• **EXERCISE OBJECTIVE**: Please reproduce all of the data below word for word, keeping every line.

((

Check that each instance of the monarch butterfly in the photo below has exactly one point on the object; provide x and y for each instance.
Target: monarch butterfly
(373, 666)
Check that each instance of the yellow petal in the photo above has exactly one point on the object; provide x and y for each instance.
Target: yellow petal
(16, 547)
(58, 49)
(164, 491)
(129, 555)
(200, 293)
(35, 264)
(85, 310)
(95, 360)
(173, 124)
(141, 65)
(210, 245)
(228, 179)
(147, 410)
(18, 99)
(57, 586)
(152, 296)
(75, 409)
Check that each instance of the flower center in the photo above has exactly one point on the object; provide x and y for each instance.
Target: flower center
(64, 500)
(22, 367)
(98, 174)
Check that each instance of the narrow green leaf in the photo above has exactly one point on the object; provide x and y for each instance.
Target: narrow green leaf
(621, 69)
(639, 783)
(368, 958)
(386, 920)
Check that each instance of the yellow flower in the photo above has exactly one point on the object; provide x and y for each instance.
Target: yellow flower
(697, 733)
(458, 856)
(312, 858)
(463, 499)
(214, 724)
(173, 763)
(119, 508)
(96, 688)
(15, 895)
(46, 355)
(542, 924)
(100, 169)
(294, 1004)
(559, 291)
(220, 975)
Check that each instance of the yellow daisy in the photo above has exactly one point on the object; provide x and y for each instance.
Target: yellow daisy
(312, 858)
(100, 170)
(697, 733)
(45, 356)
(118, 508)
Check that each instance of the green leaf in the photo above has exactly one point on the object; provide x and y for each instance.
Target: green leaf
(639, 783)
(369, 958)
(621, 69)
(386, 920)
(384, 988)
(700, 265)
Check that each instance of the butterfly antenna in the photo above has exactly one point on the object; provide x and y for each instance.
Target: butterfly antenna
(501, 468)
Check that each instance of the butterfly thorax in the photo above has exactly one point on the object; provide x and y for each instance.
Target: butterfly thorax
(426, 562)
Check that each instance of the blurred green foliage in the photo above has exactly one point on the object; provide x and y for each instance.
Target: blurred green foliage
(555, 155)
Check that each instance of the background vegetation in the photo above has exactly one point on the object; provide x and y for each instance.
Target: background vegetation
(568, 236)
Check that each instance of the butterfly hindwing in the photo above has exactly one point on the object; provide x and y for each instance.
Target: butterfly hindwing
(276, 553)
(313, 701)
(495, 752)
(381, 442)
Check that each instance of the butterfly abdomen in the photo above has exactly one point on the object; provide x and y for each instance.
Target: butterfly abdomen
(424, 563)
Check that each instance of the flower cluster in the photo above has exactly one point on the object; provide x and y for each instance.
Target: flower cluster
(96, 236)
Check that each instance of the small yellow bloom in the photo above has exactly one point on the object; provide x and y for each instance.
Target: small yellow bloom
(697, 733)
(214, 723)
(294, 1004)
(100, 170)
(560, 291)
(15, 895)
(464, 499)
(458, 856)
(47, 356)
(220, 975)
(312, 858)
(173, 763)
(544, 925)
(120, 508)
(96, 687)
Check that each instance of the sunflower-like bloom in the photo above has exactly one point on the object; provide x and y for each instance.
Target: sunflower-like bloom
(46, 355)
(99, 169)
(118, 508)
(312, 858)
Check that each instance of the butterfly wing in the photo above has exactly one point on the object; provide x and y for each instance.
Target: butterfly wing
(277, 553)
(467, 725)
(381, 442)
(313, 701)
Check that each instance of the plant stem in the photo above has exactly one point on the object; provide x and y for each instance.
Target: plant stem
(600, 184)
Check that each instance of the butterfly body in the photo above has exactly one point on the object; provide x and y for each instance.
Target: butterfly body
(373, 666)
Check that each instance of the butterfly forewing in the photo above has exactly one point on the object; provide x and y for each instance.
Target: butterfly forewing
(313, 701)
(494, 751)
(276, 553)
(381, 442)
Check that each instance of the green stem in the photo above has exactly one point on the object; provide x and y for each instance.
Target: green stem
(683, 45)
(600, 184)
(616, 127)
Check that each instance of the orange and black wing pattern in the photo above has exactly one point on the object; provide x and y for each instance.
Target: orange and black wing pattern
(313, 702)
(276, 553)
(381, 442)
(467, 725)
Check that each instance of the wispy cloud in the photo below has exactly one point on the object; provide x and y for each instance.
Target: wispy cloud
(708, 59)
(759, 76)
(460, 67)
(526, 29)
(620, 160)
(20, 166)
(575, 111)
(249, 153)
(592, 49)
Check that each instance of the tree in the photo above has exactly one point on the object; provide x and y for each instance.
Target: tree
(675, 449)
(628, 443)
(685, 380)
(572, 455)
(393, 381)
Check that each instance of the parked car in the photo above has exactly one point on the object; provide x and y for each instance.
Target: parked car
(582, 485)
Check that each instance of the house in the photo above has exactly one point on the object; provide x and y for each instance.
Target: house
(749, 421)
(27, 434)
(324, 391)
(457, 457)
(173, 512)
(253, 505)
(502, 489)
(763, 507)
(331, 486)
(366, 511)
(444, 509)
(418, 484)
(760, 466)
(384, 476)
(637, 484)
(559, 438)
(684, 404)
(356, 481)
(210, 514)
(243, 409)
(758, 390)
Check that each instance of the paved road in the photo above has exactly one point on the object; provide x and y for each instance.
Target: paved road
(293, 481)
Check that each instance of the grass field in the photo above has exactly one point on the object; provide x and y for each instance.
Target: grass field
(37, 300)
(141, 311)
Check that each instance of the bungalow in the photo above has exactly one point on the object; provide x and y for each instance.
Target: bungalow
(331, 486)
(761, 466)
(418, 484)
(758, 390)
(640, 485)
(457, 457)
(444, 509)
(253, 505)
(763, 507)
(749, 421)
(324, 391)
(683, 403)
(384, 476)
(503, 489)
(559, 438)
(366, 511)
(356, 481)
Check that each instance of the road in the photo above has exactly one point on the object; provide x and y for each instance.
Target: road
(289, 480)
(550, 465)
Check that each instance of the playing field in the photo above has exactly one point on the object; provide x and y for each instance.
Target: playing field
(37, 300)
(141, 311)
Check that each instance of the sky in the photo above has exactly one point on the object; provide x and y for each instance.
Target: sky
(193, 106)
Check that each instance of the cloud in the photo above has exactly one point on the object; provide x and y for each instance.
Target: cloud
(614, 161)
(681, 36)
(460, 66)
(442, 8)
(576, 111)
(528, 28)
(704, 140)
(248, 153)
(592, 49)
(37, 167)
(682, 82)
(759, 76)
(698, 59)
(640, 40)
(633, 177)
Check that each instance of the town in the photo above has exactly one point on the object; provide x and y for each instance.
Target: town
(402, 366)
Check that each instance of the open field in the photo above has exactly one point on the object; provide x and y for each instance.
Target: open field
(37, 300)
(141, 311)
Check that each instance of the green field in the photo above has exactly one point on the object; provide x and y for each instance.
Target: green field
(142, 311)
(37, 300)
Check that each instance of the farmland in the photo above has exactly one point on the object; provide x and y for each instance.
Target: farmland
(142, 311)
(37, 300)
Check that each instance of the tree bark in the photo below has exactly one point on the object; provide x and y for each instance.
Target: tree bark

))

• **CORRECT RESPONSE**:
Check that each instance of the monarch butterfly in the photo below has exactly one point on the object; provide x and y for each instance.
Target: monarch butterfly
(373, 666)
Check that each instance of the yellow petal in the photo above has exactly one point on the object; provide x and y for each instance.
Target: yellow petal
(16, 547)
(58, 49)
(164, 491)
(129, 555)
(200, 293)
(35, 264)
(85, 310)
(95, 360)
(173, 124)
(141, 65)
(210, 245)
(228, 179)
(147, 410)
(18, 99)
(57, 586)
(152, 296)
(75, 409)
Check that each instance of the flower center in the photo above has exactly one point on the object; provide x and y for each instance.
Target: flower center
(64, 500)
(22, 367)
(98, 174)
Check that each instance of the narrow green leaf in the photo above has exactly one point on the object; provide x and y for each instance.
Target: narrow green leaf
(621, 69)
(639, 783)
(368, 958)
(386, 920)
Check that each instance of the yellow flower in the photo above has exactly one point on the object; provide x and y for each instance.
Target: yellow flower
(697, 733)
(458, 856)
(312, 858)
(463, 499)
(214, 724)
(173, 763)
(119, 508)
(96, 688)
(15, 895)
(46, 355)
(542, 924)
(100, 169)
(294, 1004)
(559, 291)
(220, 975)
Check that each instance of the yellow daisy in the photo above has exactly one point on the object; provide x and y for each instance.
Target: yellow daisy
(312, 858)
(100, 170)
(697, 733)
(45, 356)
(118, 508)
Check that each instance of the green leaf in the photo above has exactly one point on the object; provide x and y for each instance.
Target: green leaf
(639, 783)
(369, 958)
(621, 69)
(386, 920)
(384, 988)
(700, 265)
Check that each instance of the butterfly antenna in the photo above has exactly one point on the object; provide x and y for each instance.
Target: butterfly antenna
(501, 468)
Check that each instance of the butterfly thorax in the photo above has exactly one point on the object; provide x and y for each instance.
Target: butterfly thorax
(426, 562)
Check that each instance of the blurred green foliage in the photo above has exactly one point on the object; provide x and y for each instance.
Target: blurred green foliage
(555, 155)
Check that each instance of the background vegetation in the photo above has exactly one point on the object; provide x and y for each instance.
Target: background vegetation
(568, 236)
Check that each instance of the butterfly hindwing in the photo above has exactly one point on the object; provide x and y for each instance.
Target: butterfly hindwing
(276, 553)
(313, 701)
(495, 752)
(381, 442)
Check that each instance of the butterfly abdomen in the photo above has exactly one point on the object; provide x and y for each instance.
Target: butterfly abdomen
(424, 563)
Check that each instance of the flower cluster in the photo above has exactly one point on the object; provide x and y for each instance.
Target: flower cluster
(96, 236)
Check that each instance of the small yellow bloom in the photo above has exactly one point on the object; provide x and y for each instance.
Target: small yellow bloom
(697, 733)
(214, 723)
(294, 1004)
(100, 170)
(560, 291)
(15, 895)
(464, 499)
(458, 856)
(47, 356)
(220, 975)
(312, 858)
(173, 763)
(544, 925)
(120, 508)
(96, 687)
Check that each instance of the sunflower-like bloom in the photo above has exactly one point on the object; provide x and y for each instance.
Target: sunflower-like bloom
(46, 355)
(99, 169)
(118, 508)
(312, 858)
Check that each instance of the butterfly wing in the photo above has exactly one point on the object; provide x and y for each instance.
Target: butterfly wing
(277, 553)
(467, 725)
(381, 442)
(313, 701)
Check that each instance of the plant stem in the photo above has exactly one point on the object; provide x and y for each instance.
Target: plant stem
(600, 184)
Check that each instance of the butterfly body in the photo above has exactly one point on the object; provide x and y for each instance.
Target: butterfly body
(373, 666)
Check that each instance of the butterfly forewing in the photo above has exactly one point on the object; provide x and y for each instance.
Target: butterfly forewing
(313, 701)
(494, 751)
(276, 553)
(381, 442)
Check that each instance of the green stem in the photo above has exactly one point on the object; provide x and y for each instance.
Target: green stem
(683, 45)
(600, 184)
(616, 127)
Check that each instance of the orange and black wing pattern in the photo above has exactly one point on the object; provide x and y for each instance.
Target: orange and black wing pattern
(313, 702)
(276, 553)
(381, 442)
(467, 725)
Check that each instance of the wispy cloud in the photo below has exactly one point on the object; provide x and y for each instance.
Target: wispy cloud
(708, 59)
(759, 76)
(460, 67)
(526, 29)
(620, 160)
(20, 166)
(575, 111)
(249, 153)
(592, 49)
Check that each instance of the tree in the photo above has exactly one point on the object; provide x and y for each instance.
Target: tree
(675, 449)
(628, 443)
(685, 380)
(572, 455)
(393, 381)
Check that each instance of the parked car in the photo above has exactly one point on the object; provide x and y for each instance.
Target: parked car
(582, 485)
Check that each instance of the house in the photo above has exactly one point on the object; provide x and y for each instance.
Target: house
(749, 421)
(27, 434)
(324, 391)
(457, 457)
(173, 512)
(253, 505)
(502, 489)
(763, 507)
(331, 486)
(366, 511)
(444, 509)
(418, 484)
(760, 466)
(384, 476)
(637, 484)
(559, 438)
(684, 404)
(356, 481)
(210, 514)
(243, 409)
(758, 390)
Check that each instance of the paved road in the photo above has exactly one point on the object; provide x and y for each instance.
Target: paved road
(293, 481)
Check that each instance of the grass field in the photo above has exactly one point on the object; provide x and y for each instance.
Target: grass field
(37, 300)
(141, 311)
Check that each instance of the bungalow in the photo above has exactly one point on the object; provide x and y for each instance.
Target: bungalow
(331, 486)
(761, 466)
(418, 484)
(758, 390)
(640, 485)
(457, 457)
(444, 509)
(253, 505)
(763, 507)
(749, 421)
(324, 391)
(683, 403)
(384, 476)
(503, 489)
(559, 438)
(366, 511)
(356, 481)
Check that each instance of the road in the photo above has exactly one point on the object; provide x and y for each instance.
Target: road
(289, 480)
(550, 465)
Check that each instance of the playing field in the photo above has exactly one point on the object; provide x and y for each instance.
Target: playing field
(37, 300)
(141, 311)
Check that each instance of the sky in the photo above has exactly one point on the object; provide x and y for each instance.
Target: sky
(193, 106)
Check that each instance of the cloud in the photo above has exactly one point on the object; provide x and y for each instance.
Target: cloud
(614, 161)
(681, 36)
(460, 66)
(442, 8)
(576, 111)
(528, 28)
(704, 140)
(248, 153)
(592, 49)
(37, 167)
(682, 82)
(759, 76)
(698, 59)
(640, 40)
(633, 177)
Check that each instance of the town in the photo above has exactly one point on the object; provide x and y for each instance.
Target: town
(402, 366)
Check that each instance of the open field in the photo above has exactly one point on the object; provide x and y for each instance.
Target: open field
(37, 300)
(141, 311)
Check that each instance of the green field in the photo above has exactly one point on the object; provide x and y for each instance.
Target: green field
(142, 311)
(37, 300)
Check that each instance of the farmland in the photo above has exactly one point on the object; provide x and y for each instance.
Target: farmland
(142, 311)
(37, 300)
Check that each instance of the tree bark in the photo below has exactly one point on the object; provide x and y for each instance.
Target: tree bark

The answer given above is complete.